TEXT EXTRACT:
Thursday, January 31, 2008

Iraqi Countryside Diyala near Iranian border (FOB Caldwell/Mandali)

Klika Photo of chicken dinner on the foot (left)

The one striking fact about Iraq and other places around the globe is the dependence of man on goats, there must have been three goats for every Iraqi. They obviously can live eating the little green you see in these photos and the ones below.

The canal arrays made quite extensive agricultural efforts possible but were the bain of manuevering for US forces. Like thoughts from Korea our obsession with staying on the roads hurt us. In Korea the terrain channelized us onto the roads in Iraq they became the place to kill us too only from the fact that we presented ourselves on them daily and operated from FOBS instead of just plopping down in the towns and cities. FOBs represent the infrastructure that we think we need, but there were literally millions of Iraqis living someplace else, bad sewers or not.

When factoring in the commuting time back and forth, the different units and sections repeating each others footsteps because each had to learn the AO, and the defacto relationship with our emplaced people (town Mayors/IP) often not representive of the total populace it all added up to problems of one nature or another. In the end either we have to walk the towns and stay in them or the Iraqis have to do it. General Petraus may have been the impetus but he surely was not the first to figure that aspect out.

Iraq was barren except for around canals and the two big rivers. It had a tremendous amount of agricultural capacity that was not being used in 2005. I always watched Vietnam movies and wondered why in the heck would they walk across open fields into an ambush, well this is how we approached houses/farm compounds etc. and everytime I did I thought someone was going to shoot one of us meandering up to the house, we did not really do bounding overwatch but did have vehicle gunners overwatching us. Of course that is not going to do you any good after a 7.62mm machinegun burst to the chest from an insurgent shooting from cover if you are the guy on point. It is hard on the first guy to recover from something like that.

Railhead in Kuwait City Iraq

This was the railhead in Kuwait all the soldiers have been detailed out to drive vehicles to Camp Buerhing for staging then the convoy to FOB Caldwell/KMTB.

Camp Shelby MS photos

Camp Shelby, MS, the place had a unique history as both WWI and WWII armies trained here. It is big, wooded, and hot. The humidity was horrible and although it looks like camping out it was miserable. Better than being frozen is all I can say about it. I met an old preacher that stopped to visit the museum and he said he had not been back since he trained in WWII as an Infantryman. I aske dif they had heat problems and he said heck yeah, had guys passing out all the time. Some things do not change. The 442nd Infantry trained here, the Japanese American Regiment of WWII fame.

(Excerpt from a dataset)

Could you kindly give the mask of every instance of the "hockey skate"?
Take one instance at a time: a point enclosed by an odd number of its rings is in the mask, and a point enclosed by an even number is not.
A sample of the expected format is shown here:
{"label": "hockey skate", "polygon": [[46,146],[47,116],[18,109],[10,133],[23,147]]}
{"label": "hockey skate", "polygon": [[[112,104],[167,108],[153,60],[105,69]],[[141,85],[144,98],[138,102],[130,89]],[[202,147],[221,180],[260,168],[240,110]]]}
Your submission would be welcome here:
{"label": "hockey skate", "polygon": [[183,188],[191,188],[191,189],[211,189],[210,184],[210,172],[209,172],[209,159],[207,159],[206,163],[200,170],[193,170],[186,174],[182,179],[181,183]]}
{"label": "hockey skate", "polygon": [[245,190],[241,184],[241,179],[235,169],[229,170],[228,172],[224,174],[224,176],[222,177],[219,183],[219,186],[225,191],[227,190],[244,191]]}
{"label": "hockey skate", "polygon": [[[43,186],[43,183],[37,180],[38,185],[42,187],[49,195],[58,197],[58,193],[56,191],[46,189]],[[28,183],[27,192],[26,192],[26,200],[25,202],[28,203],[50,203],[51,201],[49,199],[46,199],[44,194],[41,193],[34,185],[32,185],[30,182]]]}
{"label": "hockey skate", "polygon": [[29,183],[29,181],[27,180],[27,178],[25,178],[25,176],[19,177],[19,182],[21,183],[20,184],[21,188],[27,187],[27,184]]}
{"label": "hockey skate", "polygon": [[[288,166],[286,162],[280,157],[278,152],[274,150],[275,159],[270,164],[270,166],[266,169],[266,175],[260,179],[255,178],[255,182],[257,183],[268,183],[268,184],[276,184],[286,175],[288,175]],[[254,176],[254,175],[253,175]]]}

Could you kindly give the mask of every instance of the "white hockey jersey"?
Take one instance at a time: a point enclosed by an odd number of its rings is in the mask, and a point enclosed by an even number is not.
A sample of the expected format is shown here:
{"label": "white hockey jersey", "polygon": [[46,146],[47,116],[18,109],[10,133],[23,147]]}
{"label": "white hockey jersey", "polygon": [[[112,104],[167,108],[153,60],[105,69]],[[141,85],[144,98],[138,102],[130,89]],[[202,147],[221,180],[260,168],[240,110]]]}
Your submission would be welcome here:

PROBLEM TO SOLVE: Extend the post about deployment in Iraq and training at Camp Shelby, picking up right after its final sentence.

EXERCISE RESULT:
The connex training villages were not my favorite trainng aids to put it mildly. The 278th RCT had a natural persona for dealing with people in a common sense and proper manner that served us well in Iraq. Thank God for COL Adam's, the WI guard could not even leave the post, Hattiesburg was a life saver, the people great and lots of the usual restaurants to go relax at when you had the chance. COL Adam's told the upper echelons that we were going to town and not beig stupid and sitting on Camp Shelby for months in the heat.
About half of these train ups are useless. No matter how hard they try they never match the reality of the actual mission. Mostly because the stupid evaluation process is so skewed and standardized, meaning the trainers just have to have an answer they were told to have. All of the infantry training was vastly substandard to what one did at the 82nd/101st/10th MTN etc. and I think The Infantry has an idea of what infantry training is. It is toughness and a coordinated response honed in miserable conditions on long field training exercises with multiple live fires in several different conditions (day/night).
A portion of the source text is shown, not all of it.